(Questions on the material):
• a. Name every person identified by full name in the family history blog excerpt's entry dated "Saturday, March 7, 2009."
• b. Write the next part of the family history blog excerpt about William Buckminster Lindsay Sr., picking up after its final sentence.

(Selected passage):
================================

Most of those stories are mere fragments in my brain now. And when he got the urge to walk to the grocery store to buy a sack of groceries, Mom would send me out on my bicycle to shadow him. Once in a while he'd get turned around and head off in the other direction after coming out of the store; I'd ride up to him, he'd figure out that if I was there, he must be confused, he'd be a little embarrassed, ask me which way was home, I'd tell him, then he'd bark at me to get lost because he didn't need any help from a kid. It was a ritual played out almost every time he stayed with us during the warm-weather months.

I loved them so much, and still do. Take a moment and see the pages devoted to Grandpa Henderson's and June's funerals. And, as always, please e-mail me or click on the comment link below to add your stories and memories of June and Grandpa.

Saturday, March 7, 2009

William Buckminster Lindsay Sr.

In last week’s post, about Soren Peter Guhl, I probably placed too much emphasis on his penchant for peculiarity. But I think the more we know about people, the more individual traits emerge, and the more their personalities become distinct. This is the thing I like best about looking back into our family history; as cousin Kathleen (Henderson) Wheeler once told me, referring to our Grandmother Mary Anne (McIntosh) Henderson: “I can’t wait to meet her” in the hereafter. Indeed.

I feel that way about many of my ancestors, not the least of which is William Buckminster Lindsay, Sr. Most of what I know about him comes via the Web site http://wardell-family.org/wb_lindsay_sr.htm. The original work was written by Rex B. Lindsay, and later “Edited and Expanded By: David J. Wardell (1990).” Some years back, I e-mailed David Wardell, and he gave me permission to copy and paste, with proper credit, the text onto the Henderson Reunion site.

Much of W.B. Lindsay Sr.’s life can be traced according to his membership in The Church of Jesus Christ of Latter-day Saints. (Good record keepers, we Mormons.) But the Wardells flesh out the story plenty from there. WBL was born in Vermont in 1797, one of 10 children in the family of Ephraim Lindsay and Mercy Willey. Interestingly, Ephraim was a Revolutionary War veteran. They moved to Canada while WBL was a child, and he later bought land there – the Wardells even identify the lot.

================================

(Stored data entries):

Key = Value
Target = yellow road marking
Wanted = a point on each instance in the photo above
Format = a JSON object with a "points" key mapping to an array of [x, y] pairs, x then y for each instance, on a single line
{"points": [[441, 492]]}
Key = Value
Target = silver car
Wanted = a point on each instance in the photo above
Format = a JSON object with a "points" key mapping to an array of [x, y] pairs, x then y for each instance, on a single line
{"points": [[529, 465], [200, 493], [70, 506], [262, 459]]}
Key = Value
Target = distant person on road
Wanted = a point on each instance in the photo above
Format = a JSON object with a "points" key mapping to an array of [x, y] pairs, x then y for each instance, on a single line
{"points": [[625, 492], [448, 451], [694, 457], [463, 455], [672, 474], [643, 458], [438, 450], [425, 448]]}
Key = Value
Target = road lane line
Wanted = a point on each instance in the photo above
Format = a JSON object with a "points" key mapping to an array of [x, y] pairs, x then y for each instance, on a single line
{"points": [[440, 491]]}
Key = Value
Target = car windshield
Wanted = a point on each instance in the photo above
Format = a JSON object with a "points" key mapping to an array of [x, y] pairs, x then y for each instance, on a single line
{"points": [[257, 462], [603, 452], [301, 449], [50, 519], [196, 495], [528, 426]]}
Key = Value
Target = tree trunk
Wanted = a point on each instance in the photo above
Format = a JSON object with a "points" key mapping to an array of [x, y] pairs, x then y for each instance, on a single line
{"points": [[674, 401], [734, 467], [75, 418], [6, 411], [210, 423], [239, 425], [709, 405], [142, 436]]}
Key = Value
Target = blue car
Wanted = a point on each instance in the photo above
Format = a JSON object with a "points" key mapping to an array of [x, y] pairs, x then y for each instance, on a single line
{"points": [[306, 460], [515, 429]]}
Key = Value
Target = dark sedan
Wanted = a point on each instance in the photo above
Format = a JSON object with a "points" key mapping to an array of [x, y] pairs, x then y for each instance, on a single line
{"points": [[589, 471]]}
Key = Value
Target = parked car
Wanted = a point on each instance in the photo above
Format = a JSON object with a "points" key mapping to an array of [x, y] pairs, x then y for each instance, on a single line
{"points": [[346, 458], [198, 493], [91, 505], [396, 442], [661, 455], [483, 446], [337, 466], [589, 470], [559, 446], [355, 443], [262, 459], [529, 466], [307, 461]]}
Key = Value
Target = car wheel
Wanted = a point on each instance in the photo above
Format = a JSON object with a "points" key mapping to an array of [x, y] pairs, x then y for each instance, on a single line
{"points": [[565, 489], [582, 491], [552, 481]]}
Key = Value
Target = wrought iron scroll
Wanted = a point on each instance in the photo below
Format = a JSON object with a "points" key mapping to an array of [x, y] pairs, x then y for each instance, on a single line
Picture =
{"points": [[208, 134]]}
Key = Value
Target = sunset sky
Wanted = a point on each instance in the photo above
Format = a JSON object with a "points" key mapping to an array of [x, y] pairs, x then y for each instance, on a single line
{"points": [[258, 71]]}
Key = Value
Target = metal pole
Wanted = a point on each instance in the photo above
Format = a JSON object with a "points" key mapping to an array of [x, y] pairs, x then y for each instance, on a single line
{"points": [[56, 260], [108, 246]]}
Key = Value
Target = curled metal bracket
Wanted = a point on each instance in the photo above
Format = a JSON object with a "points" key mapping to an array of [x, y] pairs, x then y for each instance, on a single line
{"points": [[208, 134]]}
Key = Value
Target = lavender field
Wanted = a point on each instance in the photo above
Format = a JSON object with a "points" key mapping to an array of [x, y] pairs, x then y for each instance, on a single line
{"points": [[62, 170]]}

================================

(Expected results):
• a.
Soren Peter Guhl
Kathleen (Henderson) Wheeler
Mary Anne (McIntosh) Henderson
William Buckminster Lindsay Sr.
Rex B. Lindsay
David J. Wardell
Ephraim Lindsay
Mercy Willey

• b.
William Sr. married Sarah Myres, and they had eight children. According to the Wardells’ history:

One history places the family in Galena, Jo Daviess County, Illinois, in 1839 which is just across the border from Southern Wisconsin. The 1840 territorial census of Wisconsin places the family in Eastern Iowa County, Wisconsin. In this census one member of the family is shown as employed in agriculture and another adult male is shown employed in mining.

In 1841, WBL was baptized a member of the LDS Church.

In 1845, his son – and our great-greatgrandfather – William Buckminster Lindsay, Jr., married Julia Park – our great-greatgrandmother (she wrote a journal, which I have not read, but a copy may exist at the Daughters of Utah Pioneers Museum in Salt Lake City). I’ll save these two for a future blog posting.

I’m a little fuzzy on whether WBL Sr. and Sarah Myres Lindsay ever moved to Nauvoo, Illinois, where the largest body of the LDS Church membership had settled after being run out of Ohio and Missouri. It seems the family may have remained in Wisconsin during this. Eventually, though, by 1848, they made their way to Kanesville, Pottawattomie, Iowa. The Wardels report:

“The family members joined with the Captain John B. Walker Company for the trip across the plains. This company left Kanesville, 5 July 1852 and arrived in the Salt Lake Valley 3 October 1852. They traveled a distance of approximately 1,000 miles in three months. There were 250 people in the company. … William Buckminster Lindsay's wife, Sarah, died from cancer on 24 October 1852, within three weeks after the group arrived in the Salt Lake Valley from Iowa. She was ill before the family left Iowa but had urged them on so that she could be with the body of the saints before her death. The next year his daughter, Sarah, died in Kaysville or Centerville.”